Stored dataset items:
+ + +
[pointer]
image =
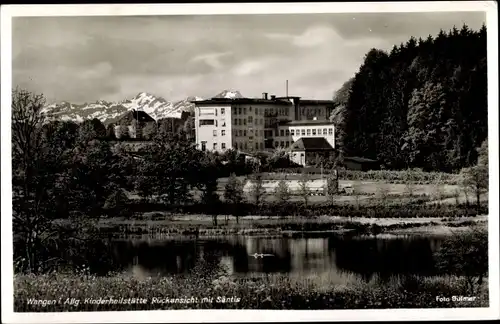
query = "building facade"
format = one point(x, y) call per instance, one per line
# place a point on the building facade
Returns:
point(260, 124)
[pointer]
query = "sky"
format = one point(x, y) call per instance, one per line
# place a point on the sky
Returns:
point(85, 59)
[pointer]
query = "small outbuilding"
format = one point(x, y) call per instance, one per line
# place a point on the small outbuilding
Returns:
point(306, 150)
point(361, 164)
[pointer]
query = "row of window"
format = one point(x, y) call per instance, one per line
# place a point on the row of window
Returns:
point(280, 111)
point(311, 112)
point(246, 146)
point(240, 122)
point(282, 132)
point(243, 132)
point(243, 110)
point(282, 144)
point(222, 146)
point(309, 131)
point(212, 122)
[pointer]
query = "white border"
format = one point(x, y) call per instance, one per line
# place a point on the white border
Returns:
point(7, 12)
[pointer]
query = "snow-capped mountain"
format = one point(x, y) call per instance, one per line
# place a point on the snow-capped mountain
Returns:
point(229, 94)
point(109, 112)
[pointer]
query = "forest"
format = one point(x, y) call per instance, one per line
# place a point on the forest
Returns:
point(423, 105)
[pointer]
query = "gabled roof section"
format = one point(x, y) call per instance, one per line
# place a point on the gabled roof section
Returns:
point(242, 101)
point(311, 144)
point(309, 123)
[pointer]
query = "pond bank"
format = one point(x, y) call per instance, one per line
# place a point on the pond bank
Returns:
point(202, 226)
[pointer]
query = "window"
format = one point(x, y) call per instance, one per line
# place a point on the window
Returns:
point(204, 122)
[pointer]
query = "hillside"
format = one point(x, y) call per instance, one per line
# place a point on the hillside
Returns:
point(423, 105)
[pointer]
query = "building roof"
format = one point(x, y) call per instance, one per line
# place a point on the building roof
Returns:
+ + +
**Stated goal**
Reproduce the items from their beginning through the line holding "point(212, 122)", inclusive, renaming "small outbuilding" to "small shed" and keeping everything else the same. Leave the pictures out.

**Reply**
[pointer]
image =
query = "building facade"
format = one point(x, y) call per instance, one per line
# place a point on the building facade
Returns:
point(260, 124)
[pointer]
query = "sky"
format = one point(x, y) call per instance, one per line
# place a point on the sky
Returns:
point(85, 59)
[pointer]
query = "small shed"
format = one point(x, y) call per instance, one per line
# place a point on the small shed
Returns:
point(306, 150)
point(361, 164)
[pointer]
query = "row of window"
format = one point(x, y) call per instance, one per line
# place a point on the row of window
Returns:
point(280, 111)
point(311, 112)
point(246, 146)
point(240, 122)
point(282, 132)
point(243, 132)
point(243, 110)
point(282, 144)
point(222, 146)
point(309, 131)
point(212, 122)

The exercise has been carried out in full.